> [GIVEN INSTRUCTION] Copy the data from its first line through the line containing "column 463, row 281", switching "green insect body" to "yellow insect body" and leaving everything else unchanged. Omit the pictures from your copy.

> [LISTED RECORDS]
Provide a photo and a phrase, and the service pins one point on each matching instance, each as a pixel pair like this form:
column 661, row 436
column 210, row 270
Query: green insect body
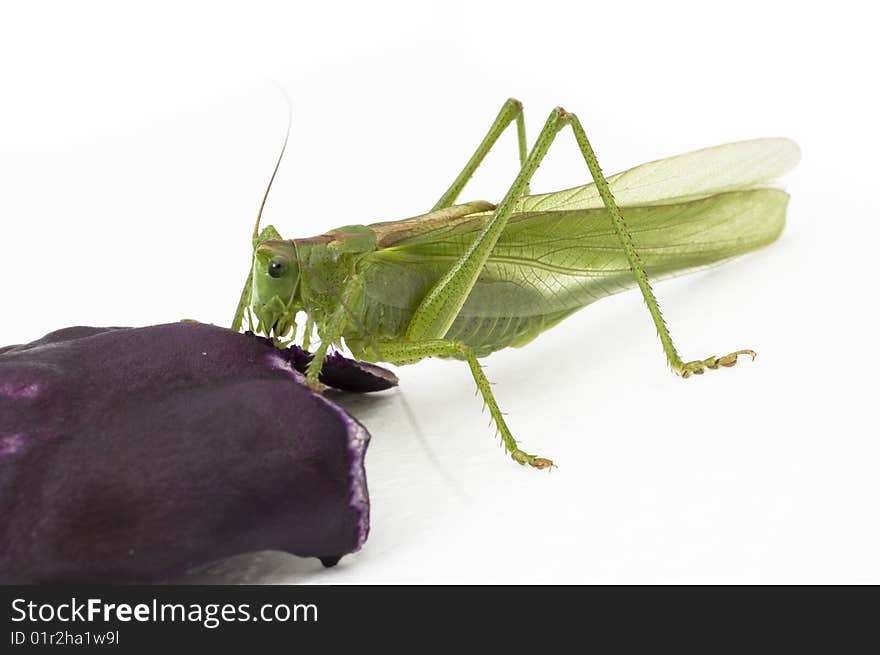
column 463, row 281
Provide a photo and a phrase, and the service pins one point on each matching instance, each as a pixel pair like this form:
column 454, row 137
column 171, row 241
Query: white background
column 135, row 145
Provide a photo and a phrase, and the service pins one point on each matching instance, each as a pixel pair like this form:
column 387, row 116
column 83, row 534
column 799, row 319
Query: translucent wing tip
column 785, row 152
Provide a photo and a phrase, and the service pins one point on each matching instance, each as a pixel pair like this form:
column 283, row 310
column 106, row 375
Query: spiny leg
column 510, row 111
column 684, row 369
column 401, row 353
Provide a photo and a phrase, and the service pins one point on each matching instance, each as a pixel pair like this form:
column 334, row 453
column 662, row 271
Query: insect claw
column 699, row 367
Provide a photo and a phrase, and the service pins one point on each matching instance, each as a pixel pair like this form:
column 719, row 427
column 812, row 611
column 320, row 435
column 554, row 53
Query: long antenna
column 277, row 164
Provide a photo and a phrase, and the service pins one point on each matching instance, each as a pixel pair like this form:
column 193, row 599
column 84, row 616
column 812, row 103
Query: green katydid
column 465, row 280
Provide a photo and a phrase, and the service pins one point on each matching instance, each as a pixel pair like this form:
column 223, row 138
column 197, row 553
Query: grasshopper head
column 275, row 285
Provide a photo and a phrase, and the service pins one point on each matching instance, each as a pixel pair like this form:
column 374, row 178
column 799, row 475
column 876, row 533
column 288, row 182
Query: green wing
column 729, row 167
column 551, row 262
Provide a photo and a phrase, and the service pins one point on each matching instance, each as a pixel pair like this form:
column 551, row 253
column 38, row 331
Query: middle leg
column 400, row 353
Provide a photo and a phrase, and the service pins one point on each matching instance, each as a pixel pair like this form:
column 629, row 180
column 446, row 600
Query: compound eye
column 277, row 267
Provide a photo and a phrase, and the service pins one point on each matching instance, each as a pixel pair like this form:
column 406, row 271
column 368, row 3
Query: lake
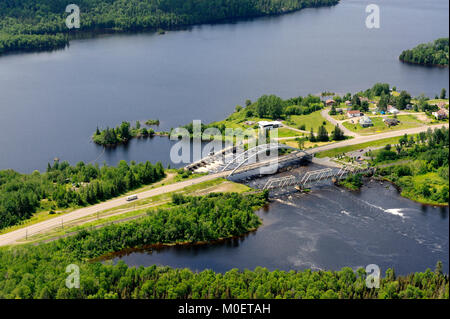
column 327, row 229
column 51, row 103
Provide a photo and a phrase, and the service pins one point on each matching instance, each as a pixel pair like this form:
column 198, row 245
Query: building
column 392, row 109
column 265, row 125
column 441, row 105
column 390, row 122
column 354, row 113
column 441, row 114
column 330, row 102
column 363, row 99
column 365, row 121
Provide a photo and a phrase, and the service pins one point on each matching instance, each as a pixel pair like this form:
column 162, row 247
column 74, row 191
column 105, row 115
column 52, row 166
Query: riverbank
column 49, row 31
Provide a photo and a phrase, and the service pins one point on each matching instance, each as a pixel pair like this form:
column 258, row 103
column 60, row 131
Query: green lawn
column 350, row 148
column 285, row 132
column 406, row 121
column 313, row 120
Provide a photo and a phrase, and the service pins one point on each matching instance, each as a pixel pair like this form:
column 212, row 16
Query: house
column 390, row 122
column 441, row 114
column 265, row 125
column 354, row 113
column 392, row 109
column 364, row 99
column 441, row 105
column 365, row 121
column 330, row 102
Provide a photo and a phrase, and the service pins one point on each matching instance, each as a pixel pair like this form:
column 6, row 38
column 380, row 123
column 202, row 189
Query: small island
column 432, row 54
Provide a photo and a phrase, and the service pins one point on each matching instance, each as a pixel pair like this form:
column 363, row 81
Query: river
column 327, row 229
column 52, row 102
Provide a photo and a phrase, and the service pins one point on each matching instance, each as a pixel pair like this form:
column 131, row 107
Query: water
column 328, row 229
column 51, row 103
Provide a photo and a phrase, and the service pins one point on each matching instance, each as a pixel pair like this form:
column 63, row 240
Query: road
column 12, row 237
column 370, row 138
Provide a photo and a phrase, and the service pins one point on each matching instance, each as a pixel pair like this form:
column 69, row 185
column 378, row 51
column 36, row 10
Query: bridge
column 315, row 177
column 247, row 160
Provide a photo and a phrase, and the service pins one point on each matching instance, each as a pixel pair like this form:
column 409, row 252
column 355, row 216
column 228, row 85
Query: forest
column 383, row 91
column 192, row 219
column 433, row 53
column 63, row 186
column 121, row 134
column 27, row 25
column 40, row 271
column 424, row 172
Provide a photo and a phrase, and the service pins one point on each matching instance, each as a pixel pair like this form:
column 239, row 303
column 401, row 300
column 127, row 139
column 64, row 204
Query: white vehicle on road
column 131, row 197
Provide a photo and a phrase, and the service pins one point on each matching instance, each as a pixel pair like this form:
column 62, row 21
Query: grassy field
column 413, row 183
column 171, row 177
column 285, row 132
column 139, row 208
column 238, row 120
column 350, row 148
column 406, row 122
column 313, row 120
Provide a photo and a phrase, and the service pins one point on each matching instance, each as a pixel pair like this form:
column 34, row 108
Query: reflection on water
column 202, row 73
column 329, row 228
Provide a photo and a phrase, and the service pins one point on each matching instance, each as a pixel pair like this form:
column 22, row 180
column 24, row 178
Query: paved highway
column 13, row 236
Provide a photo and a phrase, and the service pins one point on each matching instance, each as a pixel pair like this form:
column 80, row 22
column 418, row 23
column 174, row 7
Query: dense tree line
column 272, row 106
column 63, row 186
column 121, row 134
column 40, row 271
column 38, row 25
column 193, row 219
column 427, row 153
column 433, row 53
column 383, row 91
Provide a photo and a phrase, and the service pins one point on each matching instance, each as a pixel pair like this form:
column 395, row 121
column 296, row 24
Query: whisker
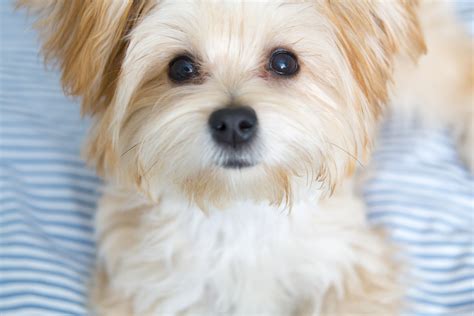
column 131, row 148
column 349, row 154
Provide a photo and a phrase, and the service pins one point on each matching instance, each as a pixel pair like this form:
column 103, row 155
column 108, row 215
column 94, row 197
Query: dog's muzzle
column 233, row 129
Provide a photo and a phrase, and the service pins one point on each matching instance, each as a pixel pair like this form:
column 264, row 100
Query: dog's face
column 230, row 100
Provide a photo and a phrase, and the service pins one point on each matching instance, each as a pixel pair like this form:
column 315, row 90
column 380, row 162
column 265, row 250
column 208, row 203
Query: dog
column 230, row 136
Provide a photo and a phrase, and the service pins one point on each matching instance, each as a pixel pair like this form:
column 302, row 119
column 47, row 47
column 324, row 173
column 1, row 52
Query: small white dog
column 228, row 133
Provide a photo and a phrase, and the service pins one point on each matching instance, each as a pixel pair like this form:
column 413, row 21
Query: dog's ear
column 87, row 38
column 369, row 34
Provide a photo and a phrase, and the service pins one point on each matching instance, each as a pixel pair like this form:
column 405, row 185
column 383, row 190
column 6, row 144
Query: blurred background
column 420, row 192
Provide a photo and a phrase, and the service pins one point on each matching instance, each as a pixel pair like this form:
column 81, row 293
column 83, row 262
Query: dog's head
column 225, row 100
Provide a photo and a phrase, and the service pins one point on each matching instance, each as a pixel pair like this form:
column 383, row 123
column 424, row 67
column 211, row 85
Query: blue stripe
column 38, row 307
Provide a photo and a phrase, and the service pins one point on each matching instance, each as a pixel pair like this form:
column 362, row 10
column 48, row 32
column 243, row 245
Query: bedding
column 419, row 191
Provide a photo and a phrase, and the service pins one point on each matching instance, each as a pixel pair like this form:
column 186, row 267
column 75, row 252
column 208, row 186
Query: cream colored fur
column 178, row 235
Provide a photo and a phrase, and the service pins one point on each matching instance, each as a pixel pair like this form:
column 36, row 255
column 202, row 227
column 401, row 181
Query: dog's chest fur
column 248, row 258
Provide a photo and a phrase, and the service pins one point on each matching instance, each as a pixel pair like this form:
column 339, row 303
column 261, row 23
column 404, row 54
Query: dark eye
column 182, row 68
column 283, row 63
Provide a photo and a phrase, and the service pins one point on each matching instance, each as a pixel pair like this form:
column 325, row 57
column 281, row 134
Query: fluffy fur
column 179, row 235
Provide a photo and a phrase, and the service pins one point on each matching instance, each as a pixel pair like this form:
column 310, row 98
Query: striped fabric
column 420, row 192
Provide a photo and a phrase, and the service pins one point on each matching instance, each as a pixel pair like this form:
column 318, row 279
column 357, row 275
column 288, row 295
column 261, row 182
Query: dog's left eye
column 182, row 68
column 283, row 63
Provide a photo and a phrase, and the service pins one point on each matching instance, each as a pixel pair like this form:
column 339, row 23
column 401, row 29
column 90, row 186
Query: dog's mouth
column 236, row 159
column 237, row 163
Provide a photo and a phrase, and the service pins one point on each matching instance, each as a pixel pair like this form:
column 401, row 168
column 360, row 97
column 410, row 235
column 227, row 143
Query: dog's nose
column 233, row 126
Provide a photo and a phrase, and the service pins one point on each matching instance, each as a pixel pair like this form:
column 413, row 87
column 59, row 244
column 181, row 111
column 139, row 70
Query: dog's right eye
column 182, row 68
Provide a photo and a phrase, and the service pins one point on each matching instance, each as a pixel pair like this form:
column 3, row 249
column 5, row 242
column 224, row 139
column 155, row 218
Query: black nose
column 233, row 126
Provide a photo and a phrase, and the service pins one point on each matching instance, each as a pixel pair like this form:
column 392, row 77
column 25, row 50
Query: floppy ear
column 87, row 38
column 370, row 33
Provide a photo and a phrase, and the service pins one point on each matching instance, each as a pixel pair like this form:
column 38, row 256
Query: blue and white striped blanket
column 420, row 192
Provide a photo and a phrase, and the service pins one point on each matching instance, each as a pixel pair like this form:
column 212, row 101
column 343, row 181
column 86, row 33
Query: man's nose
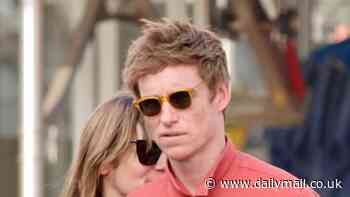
column 161, row 163
column 168, row 115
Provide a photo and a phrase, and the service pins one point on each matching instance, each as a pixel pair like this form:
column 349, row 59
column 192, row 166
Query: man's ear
column 222, row 95
column 105, row 169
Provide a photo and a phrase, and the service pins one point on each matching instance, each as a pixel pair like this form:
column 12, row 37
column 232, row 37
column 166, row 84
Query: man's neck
column 192, row 172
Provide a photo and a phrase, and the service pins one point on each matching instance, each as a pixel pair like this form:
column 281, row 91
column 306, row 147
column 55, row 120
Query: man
column 179, row 74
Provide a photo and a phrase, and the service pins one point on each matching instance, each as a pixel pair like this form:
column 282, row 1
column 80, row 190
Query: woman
column 112, row 160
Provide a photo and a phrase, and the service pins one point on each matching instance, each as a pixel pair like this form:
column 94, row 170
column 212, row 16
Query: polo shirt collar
column 218, row 171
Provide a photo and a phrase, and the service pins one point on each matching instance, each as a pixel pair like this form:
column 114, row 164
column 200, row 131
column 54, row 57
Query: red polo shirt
column 235, row 174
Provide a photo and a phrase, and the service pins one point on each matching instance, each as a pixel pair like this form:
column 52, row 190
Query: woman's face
column 130, row 173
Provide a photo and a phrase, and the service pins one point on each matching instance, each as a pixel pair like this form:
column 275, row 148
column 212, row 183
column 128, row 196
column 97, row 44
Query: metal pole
column 30, row 142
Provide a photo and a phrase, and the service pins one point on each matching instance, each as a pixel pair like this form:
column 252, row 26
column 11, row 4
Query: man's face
column 181, row 133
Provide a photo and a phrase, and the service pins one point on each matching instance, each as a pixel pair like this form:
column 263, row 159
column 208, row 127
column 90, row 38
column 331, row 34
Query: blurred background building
column 83, row 45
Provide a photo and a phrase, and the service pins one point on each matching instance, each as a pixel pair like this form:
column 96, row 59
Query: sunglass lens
column 147, row 156
column 150, row 107
column 180, row 99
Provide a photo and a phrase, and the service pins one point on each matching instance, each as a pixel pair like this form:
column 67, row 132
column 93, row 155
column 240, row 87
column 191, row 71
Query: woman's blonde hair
column 105, row 137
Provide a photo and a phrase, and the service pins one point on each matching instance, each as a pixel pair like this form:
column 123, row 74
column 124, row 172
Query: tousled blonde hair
column 105, row 137
column 172, row 43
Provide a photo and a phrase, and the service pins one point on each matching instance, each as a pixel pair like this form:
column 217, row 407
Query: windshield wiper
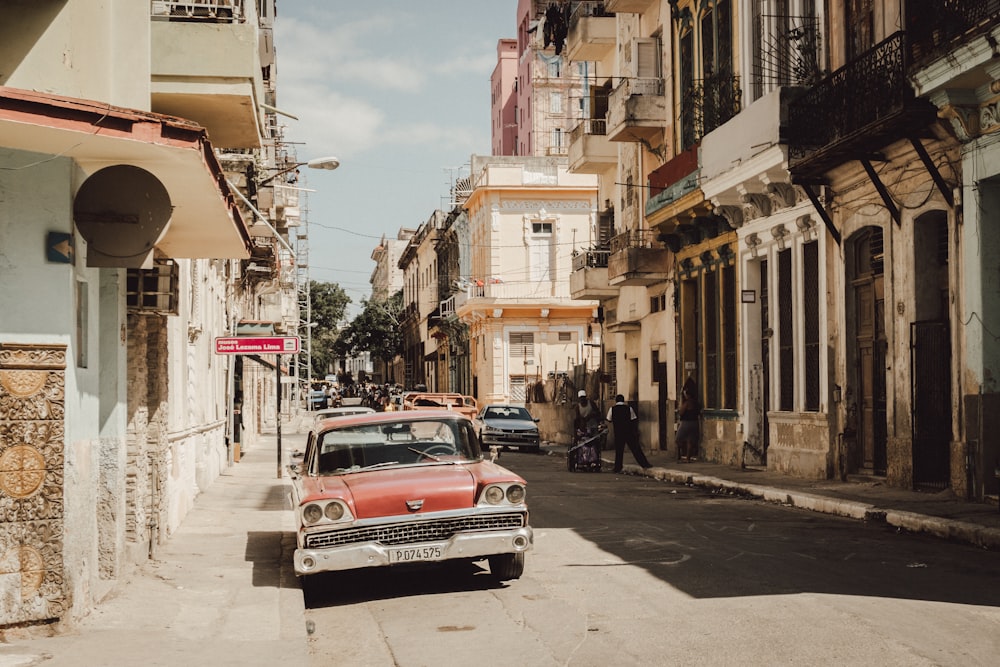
column 380, row 465
column 423, row 453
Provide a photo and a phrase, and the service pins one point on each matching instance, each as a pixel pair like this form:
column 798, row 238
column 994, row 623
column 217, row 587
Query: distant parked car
column 318, row 399
column 507, row 426
column 405, row 487
column 342, row 411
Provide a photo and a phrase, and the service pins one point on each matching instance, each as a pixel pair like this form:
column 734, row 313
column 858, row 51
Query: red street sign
column 257, row 345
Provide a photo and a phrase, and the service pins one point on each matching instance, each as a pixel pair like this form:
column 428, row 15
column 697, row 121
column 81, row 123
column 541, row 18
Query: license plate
column 414, row 554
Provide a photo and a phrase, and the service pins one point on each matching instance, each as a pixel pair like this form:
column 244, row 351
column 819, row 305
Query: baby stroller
column 585, row 454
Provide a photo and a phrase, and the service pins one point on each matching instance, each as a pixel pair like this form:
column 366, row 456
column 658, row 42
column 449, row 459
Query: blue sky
column 399, row 91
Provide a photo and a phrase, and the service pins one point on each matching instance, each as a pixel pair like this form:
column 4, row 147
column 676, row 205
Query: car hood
column 511, row 424
column 434, row 487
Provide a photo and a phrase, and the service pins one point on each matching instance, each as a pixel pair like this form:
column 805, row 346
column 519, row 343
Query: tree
column 375, row 330
column 328, row 303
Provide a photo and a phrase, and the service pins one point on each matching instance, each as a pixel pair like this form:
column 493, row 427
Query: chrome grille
column 412, row 532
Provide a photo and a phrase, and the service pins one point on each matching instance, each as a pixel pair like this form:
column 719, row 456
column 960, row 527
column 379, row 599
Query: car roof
column 395, row 416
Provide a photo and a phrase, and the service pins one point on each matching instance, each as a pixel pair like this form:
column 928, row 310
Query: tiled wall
column 32, row 432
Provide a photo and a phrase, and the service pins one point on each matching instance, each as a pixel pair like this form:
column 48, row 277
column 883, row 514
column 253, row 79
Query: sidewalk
column 221, row 591
column 939, row 514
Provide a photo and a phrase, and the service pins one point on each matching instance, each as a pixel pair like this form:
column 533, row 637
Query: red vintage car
column 405, row 487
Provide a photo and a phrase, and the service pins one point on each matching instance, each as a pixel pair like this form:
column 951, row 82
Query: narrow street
column 629, row 570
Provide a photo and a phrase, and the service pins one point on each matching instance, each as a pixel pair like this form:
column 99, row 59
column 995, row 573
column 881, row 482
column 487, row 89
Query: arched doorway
column 867, row 368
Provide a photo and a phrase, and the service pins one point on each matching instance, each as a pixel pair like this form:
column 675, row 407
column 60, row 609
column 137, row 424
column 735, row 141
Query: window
column 658, row 303
column 709, row 90
column 82, row 322
column 555, row 102
column 540, row 255
column 522, row 345
column 707, row 307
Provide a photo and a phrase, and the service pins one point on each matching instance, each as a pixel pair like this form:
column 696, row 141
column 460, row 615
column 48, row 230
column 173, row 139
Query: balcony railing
column 707, row 104
column 869, row 101
column 589, row 126
column 935, row 27
column 591, row 259
column 639, row 238
column 587, row 9
column 628, row 87
column 216, row 11
column 787, row 52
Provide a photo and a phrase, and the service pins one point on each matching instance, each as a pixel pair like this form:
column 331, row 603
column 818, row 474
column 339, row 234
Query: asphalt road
column 628, row 570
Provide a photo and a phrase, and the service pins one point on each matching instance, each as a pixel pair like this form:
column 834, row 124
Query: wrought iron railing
column 707, row 104
column 933, row 27
column 636, row 238
column 589, row 126
column 591, row 259
column 212, row 11
column 587, row 9
column 863, row 92
column 787, row 52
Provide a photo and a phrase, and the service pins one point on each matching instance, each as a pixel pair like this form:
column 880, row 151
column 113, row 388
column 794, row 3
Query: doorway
column 930, row 353
column 868, row 296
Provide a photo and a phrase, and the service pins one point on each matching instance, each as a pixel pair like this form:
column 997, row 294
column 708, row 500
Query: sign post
column 276, row 345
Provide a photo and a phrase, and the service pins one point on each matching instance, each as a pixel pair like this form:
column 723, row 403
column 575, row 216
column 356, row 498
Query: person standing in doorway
column 688, row 413
column 626, row 423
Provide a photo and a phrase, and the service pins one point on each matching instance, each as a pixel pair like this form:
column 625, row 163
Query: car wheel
column 507, row 566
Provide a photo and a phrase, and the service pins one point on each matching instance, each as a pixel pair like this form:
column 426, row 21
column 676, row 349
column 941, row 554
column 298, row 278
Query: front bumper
column 468, row 545
column 509, row 440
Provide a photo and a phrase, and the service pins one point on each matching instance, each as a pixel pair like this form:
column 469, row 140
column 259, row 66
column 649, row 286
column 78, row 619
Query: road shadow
column 714, row 544
column 332, row 589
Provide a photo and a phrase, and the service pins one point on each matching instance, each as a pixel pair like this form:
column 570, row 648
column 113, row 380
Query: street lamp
column 316, row 163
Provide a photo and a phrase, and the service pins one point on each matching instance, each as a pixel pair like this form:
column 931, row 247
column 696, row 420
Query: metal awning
column 205, row 221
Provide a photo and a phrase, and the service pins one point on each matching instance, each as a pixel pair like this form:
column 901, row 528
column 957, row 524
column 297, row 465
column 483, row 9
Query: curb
column 948, row 529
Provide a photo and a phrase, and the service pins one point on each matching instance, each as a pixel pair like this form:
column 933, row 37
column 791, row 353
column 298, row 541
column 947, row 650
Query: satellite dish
column 121, row 211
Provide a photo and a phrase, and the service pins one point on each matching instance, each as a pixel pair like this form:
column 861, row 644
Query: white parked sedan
column 343, row 411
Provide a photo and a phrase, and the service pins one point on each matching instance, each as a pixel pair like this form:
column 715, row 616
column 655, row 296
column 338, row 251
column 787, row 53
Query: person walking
column 626, row 423
column 687, row 432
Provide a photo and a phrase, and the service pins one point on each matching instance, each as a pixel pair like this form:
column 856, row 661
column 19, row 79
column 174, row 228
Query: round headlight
column 494, row 495
column 515, row 493
column 312, row 513
column 334, row 511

> [OUTPUT OF THE TASK]
Provide a photo and a phrase, and the service pins one point on each matching instance, each as a pixel pair like this form:
column 661, row 436
column 210, row 270
Query: yellow insect body
column 463, row 281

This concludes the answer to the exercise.